**Provided entries:**
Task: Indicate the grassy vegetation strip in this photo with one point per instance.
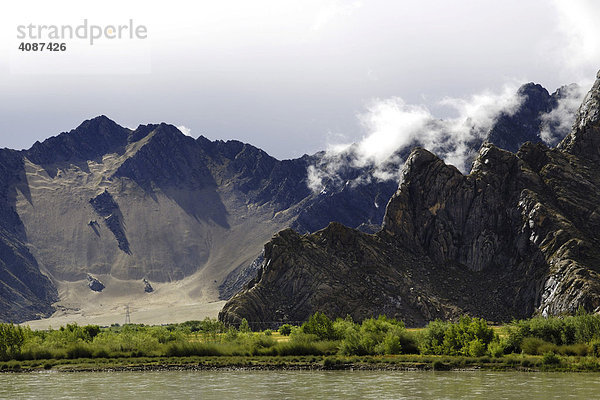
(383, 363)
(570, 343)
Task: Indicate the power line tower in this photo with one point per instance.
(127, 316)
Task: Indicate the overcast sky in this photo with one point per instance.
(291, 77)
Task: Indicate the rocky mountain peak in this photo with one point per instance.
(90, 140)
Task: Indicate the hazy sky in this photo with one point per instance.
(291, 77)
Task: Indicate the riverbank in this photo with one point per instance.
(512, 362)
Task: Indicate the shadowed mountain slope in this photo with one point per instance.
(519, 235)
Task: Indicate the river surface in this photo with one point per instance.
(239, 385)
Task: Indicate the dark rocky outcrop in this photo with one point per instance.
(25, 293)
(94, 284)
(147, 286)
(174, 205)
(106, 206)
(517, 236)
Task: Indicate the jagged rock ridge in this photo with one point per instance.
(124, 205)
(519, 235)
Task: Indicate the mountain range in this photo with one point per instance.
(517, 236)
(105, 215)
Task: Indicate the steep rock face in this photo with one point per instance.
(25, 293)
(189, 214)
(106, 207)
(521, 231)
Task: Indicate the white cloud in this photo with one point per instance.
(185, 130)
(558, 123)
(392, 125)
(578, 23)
---
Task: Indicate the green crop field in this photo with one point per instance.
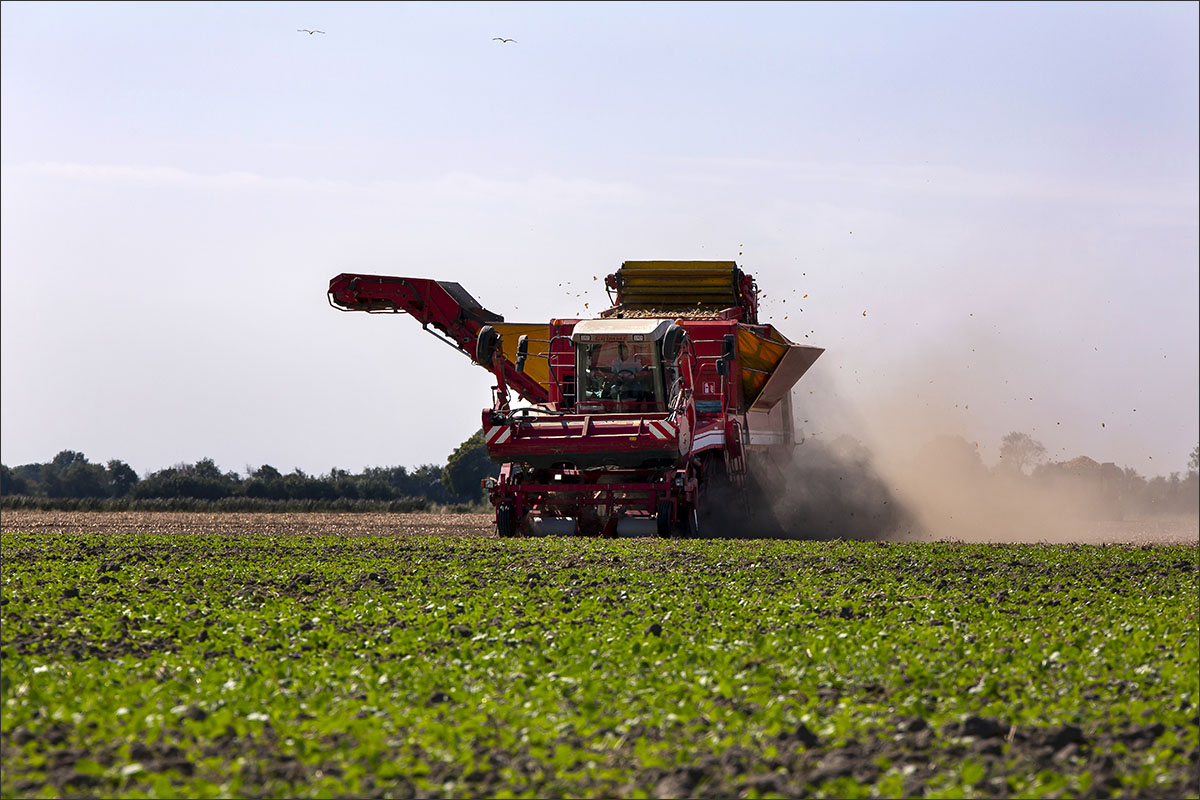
...
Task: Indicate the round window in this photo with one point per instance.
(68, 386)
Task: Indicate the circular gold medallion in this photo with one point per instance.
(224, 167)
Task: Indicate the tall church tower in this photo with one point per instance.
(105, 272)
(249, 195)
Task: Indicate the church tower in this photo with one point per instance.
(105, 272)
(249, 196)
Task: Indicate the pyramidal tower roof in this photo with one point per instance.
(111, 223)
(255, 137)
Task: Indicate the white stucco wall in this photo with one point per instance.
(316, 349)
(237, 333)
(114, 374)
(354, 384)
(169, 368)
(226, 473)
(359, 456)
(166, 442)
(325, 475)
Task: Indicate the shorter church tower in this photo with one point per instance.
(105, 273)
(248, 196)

**Stated goal:**
Extract every line above that contains the word "white", copying each such line in full.

**Finished exercise:**
Task: Indicate the white cloud in this photo with one point per instance.
Task: Indicate the white stucco wall in this photo with one point per instance.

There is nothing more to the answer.